BEGIN Source material

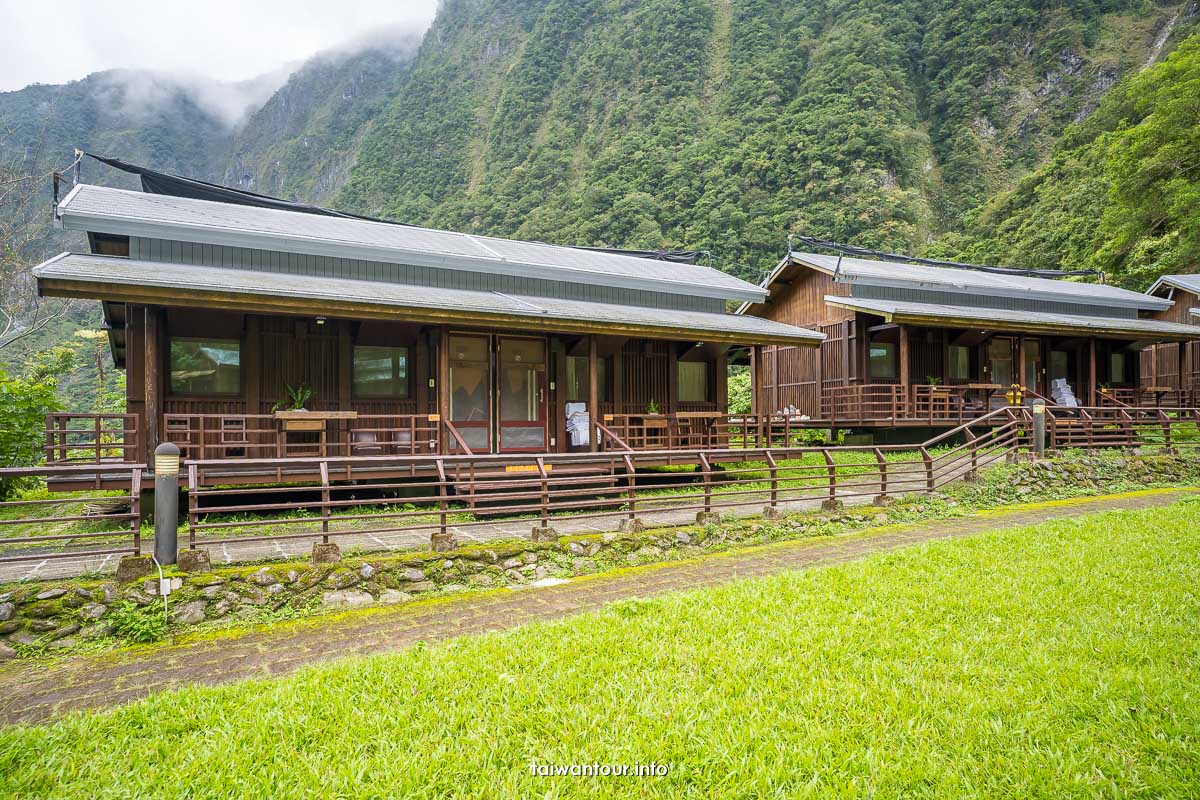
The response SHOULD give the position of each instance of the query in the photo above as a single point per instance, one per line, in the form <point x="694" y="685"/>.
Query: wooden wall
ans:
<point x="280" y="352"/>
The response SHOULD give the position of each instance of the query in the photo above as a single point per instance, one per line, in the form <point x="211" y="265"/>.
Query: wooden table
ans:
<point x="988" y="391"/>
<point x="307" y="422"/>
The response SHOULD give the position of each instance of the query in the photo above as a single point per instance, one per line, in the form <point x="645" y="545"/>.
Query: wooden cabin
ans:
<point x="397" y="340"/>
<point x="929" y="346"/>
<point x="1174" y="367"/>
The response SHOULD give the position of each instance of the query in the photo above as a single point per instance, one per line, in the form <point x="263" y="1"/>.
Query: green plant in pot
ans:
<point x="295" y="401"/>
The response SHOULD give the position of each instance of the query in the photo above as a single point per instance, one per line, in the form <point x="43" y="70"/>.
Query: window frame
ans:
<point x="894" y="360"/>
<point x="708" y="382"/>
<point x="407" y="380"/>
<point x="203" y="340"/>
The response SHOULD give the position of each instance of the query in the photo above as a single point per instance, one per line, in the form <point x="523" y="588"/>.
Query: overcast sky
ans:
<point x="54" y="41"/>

END Source material

Written exercise. Without the pictures, transcribe the listing above exactly.

Solution to this exercise.
The response SHOULD give the position of each instance of the query in the photo above as a single point per instance, one per line, in the form <point x="694" y="685"/>.
Query: wooden wall
ans:
<point x="280" y="352"/>
The response SHOULD give the position of each instance of the query in the photo above as a single point per instance, one per line, in the form <point x="211" y="265"/>.
Query: wooden table
ans:
<point x="988" y="391"/>
<point x="307" y="422"/>
The response SHOULD give the position of each instance of the query in the photo above as a single point per instance, one per line, in the form <point x="645" y="545"/>.
Query: wooden cabin
ans:
<point x="397" y="340"/>
<point x="929" y="346"/>
<point x="1174" y="367"/>
The response SHOULD give the position of each instance of the query in the photo above as a single point per instance, one per line, in the form <point x="263" y="1"/>.
Query: green plant in pot
ans:
<point x="295" y="401"/>
The response SHOULD give the position of each instance of the query in the photo above as a single point per instance, one per line, in the form <point x="43" y="70"/>.
Query: window frame
ans:
<point x="894" y="360"/>
<point x="708" y="382"/>
<point x="407" y="380"/>
<point x="203" y="340"/>
The response SHOULD give the position of each instance of the query in the photo above as a single point per instance, one per line, in the form <point x="523" y="588"/>.
Query: overcast sky
ans:
<point x="54" y="41"/>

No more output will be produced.